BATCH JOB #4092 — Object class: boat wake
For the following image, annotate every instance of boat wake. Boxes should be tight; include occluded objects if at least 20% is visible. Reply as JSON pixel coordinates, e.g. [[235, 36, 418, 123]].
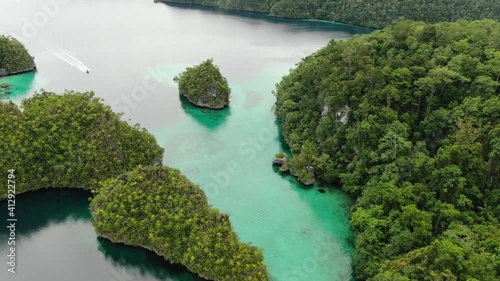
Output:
[[47, 47, 90, 73]]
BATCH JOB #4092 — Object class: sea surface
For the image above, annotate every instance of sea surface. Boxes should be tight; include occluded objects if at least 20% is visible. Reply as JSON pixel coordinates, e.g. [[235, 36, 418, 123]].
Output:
[[0, 0, 369, 281]]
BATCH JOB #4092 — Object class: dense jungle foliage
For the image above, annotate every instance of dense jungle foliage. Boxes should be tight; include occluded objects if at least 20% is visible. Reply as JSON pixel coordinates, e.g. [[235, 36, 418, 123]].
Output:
[[158, 0, 500, 28], [0, 91, 163, 198], [90, 166, 268, 281], [0, 35, 34, 76], [276, 20, 500, 281], [174, 59, 231, 109]]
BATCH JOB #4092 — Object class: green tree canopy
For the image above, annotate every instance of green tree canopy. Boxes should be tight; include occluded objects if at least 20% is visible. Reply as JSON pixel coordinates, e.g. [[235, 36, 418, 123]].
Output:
[[159, 0, 500, 28], [174, 59, 231, 109], [91, 167, 269, 281], [0, 91, 163, 198], [0, 35, 35, 76]]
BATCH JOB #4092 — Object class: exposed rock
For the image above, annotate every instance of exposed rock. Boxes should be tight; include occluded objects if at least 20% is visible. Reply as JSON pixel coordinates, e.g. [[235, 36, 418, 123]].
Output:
[[321, 104, 330, 116], [174, 59, 231, 109], [336, 104, 350, 125]]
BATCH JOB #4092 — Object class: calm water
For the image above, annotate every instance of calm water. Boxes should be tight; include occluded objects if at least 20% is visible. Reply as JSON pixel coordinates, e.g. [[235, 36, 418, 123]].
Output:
[[0, 0, 365, 281]]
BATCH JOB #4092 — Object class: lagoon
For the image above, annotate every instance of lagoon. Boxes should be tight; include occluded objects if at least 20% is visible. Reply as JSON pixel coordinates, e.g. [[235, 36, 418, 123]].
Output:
[[0, 0, 367, 281]]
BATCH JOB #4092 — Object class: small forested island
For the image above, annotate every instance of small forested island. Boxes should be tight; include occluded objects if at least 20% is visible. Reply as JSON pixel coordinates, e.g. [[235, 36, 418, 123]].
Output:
[[155, 0, 500, 28], [273, 152, 316, 186], [0, 35, 36, 77], [276, 19, 500, 281], [91, 166, 269, 281], [0, 91, 163, 198], [174, 59, 231, 109]]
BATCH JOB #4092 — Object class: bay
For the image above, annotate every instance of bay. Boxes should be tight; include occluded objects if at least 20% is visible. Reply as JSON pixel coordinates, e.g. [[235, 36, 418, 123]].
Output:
[[0, 0, 368, 281]]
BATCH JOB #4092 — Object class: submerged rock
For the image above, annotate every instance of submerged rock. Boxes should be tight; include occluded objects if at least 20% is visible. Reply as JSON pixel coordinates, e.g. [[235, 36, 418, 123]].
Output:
[[273, 153, 288, 166]]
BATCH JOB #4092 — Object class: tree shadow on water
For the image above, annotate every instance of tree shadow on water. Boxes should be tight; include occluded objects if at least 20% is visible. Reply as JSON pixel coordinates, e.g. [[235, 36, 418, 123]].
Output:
[[179, 95, 231, 130], [97, 237, 206, 281], [0, 189, 92, 238]]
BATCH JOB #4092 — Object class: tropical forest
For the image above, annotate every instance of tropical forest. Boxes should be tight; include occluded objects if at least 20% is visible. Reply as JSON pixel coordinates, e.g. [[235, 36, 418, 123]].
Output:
[[0, 0, 500, 281]]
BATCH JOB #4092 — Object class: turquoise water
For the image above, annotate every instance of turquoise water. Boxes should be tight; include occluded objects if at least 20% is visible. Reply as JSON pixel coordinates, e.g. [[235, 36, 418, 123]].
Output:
[[153, 66, 353, 281], [0, 71, 44, 101], [0, 0, 360, 281]]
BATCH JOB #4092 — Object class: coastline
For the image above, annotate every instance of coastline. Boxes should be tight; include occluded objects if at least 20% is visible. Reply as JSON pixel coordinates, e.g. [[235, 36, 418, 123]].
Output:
[[154, 0, 378, 31]]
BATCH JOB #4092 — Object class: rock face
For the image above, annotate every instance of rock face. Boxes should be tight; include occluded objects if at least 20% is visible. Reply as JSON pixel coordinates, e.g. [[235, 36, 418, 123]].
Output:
[[273, 152, 316, 186], [273, 153, 288, 166], [0, 35, 36, 77], [174, 59, 231, 109]]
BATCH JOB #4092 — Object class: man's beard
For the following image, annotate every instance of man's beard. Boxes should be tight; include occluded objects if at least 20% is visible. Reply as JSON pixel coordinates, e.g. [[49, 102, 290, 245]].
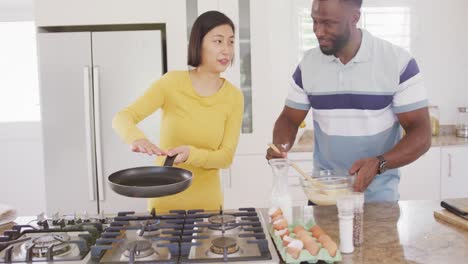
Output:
[[320, 27, 351, 56]]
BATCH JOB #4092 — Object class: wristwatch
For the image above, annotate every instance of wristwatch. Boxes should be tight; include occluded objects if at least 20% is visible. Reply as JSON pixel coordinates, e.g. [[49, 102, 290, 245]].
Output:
[[376, 155, 387, 174]]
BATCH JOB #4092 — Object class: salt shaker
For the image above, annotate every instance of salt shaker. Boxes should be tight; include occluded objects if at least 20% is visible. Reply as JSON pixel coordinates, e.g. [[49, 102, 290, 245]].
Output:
[[336, 195, 354, 253], [353, 192, 364, 247]]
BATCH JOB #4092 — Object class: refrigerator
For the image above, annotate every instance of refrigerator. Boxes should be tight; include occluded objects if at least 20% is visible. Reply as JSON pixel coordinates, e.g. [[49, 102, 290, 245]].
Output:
[[37, 30, 167, 215]]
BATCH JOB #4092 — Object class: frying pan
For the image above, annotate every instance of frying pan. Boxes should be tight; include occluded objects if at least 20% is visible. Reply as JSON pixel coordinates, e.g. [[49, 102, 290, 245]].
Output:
[[108, 156, 192, 198]]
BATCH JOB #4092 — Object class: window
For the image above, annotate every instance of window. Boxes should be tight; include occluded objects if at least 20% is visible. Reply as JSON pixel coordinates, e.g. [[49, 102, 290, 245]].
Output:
[[0, 22, 41, 122], [360, 7, 410, 51], [298, 6, 411, 58]]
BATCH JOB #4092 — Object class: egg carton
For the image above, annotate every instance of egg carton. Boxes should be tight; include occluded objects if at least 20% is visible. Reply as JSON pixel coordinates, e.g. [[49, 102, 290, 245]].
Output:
[[269, 220, 342, 264]]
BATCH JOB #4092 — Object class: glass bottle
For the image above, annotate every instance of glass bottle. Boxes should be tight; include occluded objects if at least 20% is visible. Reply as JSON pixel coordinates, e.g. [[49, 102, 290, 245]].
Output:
[[336, 195, 354, 254], [353, 192, 364, 247], [268, 159, 293, 224], [429, 105, 440, 136]]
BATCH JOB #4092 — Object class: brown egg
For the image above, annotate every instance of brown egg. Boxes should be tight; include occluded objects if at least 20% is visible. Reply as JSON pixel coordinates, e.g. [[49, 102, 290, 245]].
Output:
[[296, 230, 310, 239], [309, 225, 326, 238], [268, 207, 283, 219], [286, 239, 304, 259], [271, 214, 284, 223], [299, 236, 314, 245], [293, 225, 305, 234], [283, 236, 294, 247], [303, 237, 322, 256], [273, 218, 288, 230], [275, 228, 289, 239], [318, 235, 338, 257]]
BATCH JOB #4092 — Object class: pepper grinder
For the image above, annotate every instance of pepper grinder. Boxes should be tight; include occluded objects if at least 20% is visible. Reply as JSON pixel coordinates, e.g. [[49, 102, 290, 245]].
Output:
[[336, 195, 354, 254]]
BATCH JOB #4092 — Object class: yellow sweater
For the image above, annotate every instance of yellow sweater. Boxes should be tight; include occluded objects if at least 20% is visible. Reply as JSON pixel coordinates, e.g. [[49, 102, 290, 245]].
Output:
[[112, 71, 244, 212]]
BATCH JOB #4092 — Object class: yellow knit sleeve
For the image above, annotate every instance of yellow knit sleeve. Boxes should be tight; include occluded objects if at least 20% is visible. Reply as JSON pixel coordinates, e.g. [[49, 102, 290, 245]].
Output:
[[112, 73, 172, 144], [185, 90, 244, 169]]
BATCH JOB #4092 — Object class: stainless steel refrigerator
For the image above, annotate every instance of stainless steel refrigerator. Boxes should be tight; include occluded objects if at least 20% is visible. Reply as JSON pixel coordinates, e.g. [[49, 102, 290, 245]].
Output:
[[37, 29, 166, 215]]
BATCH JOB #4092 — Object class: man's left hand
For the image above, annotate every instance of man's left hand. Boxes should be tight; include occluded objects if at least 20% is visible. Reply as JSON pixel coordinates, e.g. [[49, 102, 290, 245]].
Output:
[[349, 157, 379, 192]]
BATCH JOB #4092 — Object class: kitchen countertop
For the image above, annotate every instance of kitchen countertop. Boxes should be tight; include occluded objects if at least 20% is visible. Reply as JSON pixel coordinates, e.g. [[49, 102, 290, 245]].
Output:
[[263, 201, 468, 264], [290, 126, 468, 152]]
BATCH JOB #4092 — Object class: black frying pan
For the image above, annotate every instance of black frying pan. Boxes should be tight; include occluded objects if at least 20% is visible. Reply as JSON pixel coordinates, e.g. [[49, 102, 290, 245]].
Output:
[[108, 156, 192, 198]]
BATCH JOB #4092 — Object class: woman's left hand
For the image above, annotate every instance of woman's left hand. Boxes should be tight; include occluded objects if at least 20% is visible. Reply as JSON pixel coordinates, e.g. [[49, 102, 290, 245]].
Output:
[[167, 146, 190, 164]]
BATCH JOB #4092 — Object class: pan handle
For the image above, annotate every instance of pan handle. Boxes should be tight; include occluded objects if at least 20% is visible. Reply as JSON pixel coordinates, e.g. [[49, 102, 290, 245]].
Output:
[[163, 155, 177, 167]]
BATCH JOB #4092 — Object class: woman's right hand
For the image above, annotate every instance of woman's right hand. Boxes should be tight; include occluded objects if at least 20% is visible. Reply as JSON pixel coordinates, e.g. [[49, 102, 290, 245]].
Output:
[[132, 138, 167, 156]]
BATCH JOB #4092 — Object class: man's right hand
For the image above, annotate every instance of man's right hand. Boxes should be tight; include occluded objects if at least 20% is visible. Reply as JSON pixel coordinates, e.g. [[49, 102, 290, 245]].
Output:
[[132, 138, 167, 156], [265, 143, 288, 160]]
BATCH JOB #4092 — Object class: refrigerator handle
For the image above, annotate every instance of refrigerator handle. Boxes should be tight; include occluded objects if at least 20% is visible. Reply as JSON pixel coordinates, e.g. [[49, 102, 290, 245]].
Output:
[[83, 66, 96, 201], [93, 66, 104, 201]]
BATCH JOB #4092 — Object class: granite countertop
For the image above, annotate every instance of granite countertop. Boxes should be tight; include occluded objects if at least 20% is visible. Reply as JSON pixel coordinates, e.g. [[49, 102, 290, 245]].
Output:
[[260, 201, 468, 264], [290, 126, 468, 152]]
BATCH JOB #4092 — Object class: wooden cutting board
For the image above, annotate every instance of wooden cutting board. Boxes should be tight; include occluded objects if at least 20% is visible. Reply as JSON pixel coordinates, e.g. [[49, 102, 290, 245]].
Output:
[[434, 209, 468, 231]]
******************************
Copy out, word for word, the stretch of the data from its very beginning through the line containing "[[0, 0, 365, 281]]", and leave out the pictures.

[RESULT OF THE TASK]
BATCH JOB #4092 — Object class: boat wake
For the following image, annotate every instance of boat wake. Boxes should be tight; include occluded objects if at least 20% is visible. Reply as JSON pixel coordinates, e.g. [[235, 36, 418, 123]].
Output:
[[47, 47, 90, 73]]
BATCH JOB #4092 — Object class: sea surface
For the image above, annotate every instance of sea surface. Boxes should be tight; include occluded objects if at least 20% is visible. Reply as JSON pixel coordinates, e.g. [[235, 36, 418, 123]].
Output:
[[0, 0, 369, 281]]
BATCH JOB #4092 — Object class: dense jungle foliage
For the image above, annotate every instance of dense jungle foliage. Boxes should be tight; include occluded objects if at least 20% is visible. Reply as JSON pixel coordinates, e.g. [[235, 36, 418, 123]].
Output:
[[158, 0, 500, 28], [0, 91, 163, 198], [90, 166, 268, 281], [0, 35, 34, 76], [276, 20, 500, 281], [174, 59, 231, 109]]
BATCH JOB #4092 — Object class: green tree canopy
For the image above, annotate every instance of green tree canopy. Boxes should be tight; include occluded objects if at least 20% is visible. Reply as JSON pixel coordinates, e.g. [[235, 36, 418, 123]].
Output:
[[159, 0, 500, 28], [174, 59, 231, 109], [91, 167, 269, 281], [0, 91, 163, 198], [0, 35, 35, 76]]
BATCH JOB #4092 — Object class: exposed rock
For the image above, annotate every instance of exposed rock. Boxes should be tight; include occluded objects if at least 20% is visible. Reply as JSON pixel coordinates, e.g. [[235, 36, 418, 123]].
Output:
[[321, 104, 330, 116], [174, 59, 231, 109], [336, 104, 350, 125]]
BATCH JOB #4092 — Object class: calm water
For the image above, annotate every instance of calm water. Boxes should be tight; include occluded objects if at least 20% is visible. Reply as JSON pixel coordinates, e.g. [[235, 36, 418, 123]].
Output:
[[0, 0, 365, 281]]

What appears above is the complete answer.